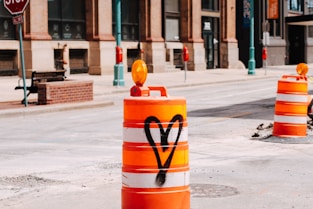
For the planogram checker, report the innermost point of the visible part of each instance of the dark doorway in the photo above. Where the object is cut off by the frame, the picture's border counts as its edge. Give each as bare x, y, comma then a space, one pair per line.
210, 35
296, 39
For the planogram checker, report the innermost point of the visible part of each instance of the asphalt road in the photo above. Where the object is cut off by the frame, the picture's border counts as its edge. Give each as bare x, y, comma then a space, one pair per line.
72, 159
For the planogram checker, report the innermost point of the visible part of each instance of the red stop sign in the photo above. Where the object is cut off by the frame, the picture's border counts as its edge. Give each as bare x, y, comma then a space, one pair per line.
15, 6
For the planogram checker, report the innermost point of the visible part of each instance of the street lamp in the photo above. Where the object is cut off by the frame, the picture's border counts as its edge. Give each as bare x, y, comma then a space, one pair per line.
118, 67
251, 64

_ _ _

GIVEN EXERCISE: Give the listing above as a two-column CSV with the header columns "instruction" and "points" and one row per request. Put the request text and its answer each in one double-quoted field, turn line breaks into spaces, and leave out the pictures.

RESULT OF THE TASK:
instruction,points
"For the planogram checker, report the innermost point of the visible part of each instance of the dark doorway in the photo above. Where the object is cut off by the frame, the picture's border counts as its edge. Give each as bare x, y, comma then a space, one pair per line.","210, 35 296, 39"
"For the planogram checker, report the innermost point of the visible part of each instance of the asphalt road in the photo above. Where the object is cut off by the frame, the picture's border counts as its edge. Give each as bare x, y, comma then a space, one pair per line.","72, 159"
"For the planogram checker, report the innermost point of the visible part of each instance of the red stop sign in the photo above. Where the object is cut off by the frame, the picture's border counts as its edge. Give each as bare x, y, comma then a space, one pair per line.","15, 6"
"For the planogram checker, report the innermost point of the visible part of each instance of the street lamp in the photo above. Where the object is cut off by the frame, the picture's border counts as its edge. Give each as bare x, y, comma then a space, one pair per line.","118, 67 251, 64"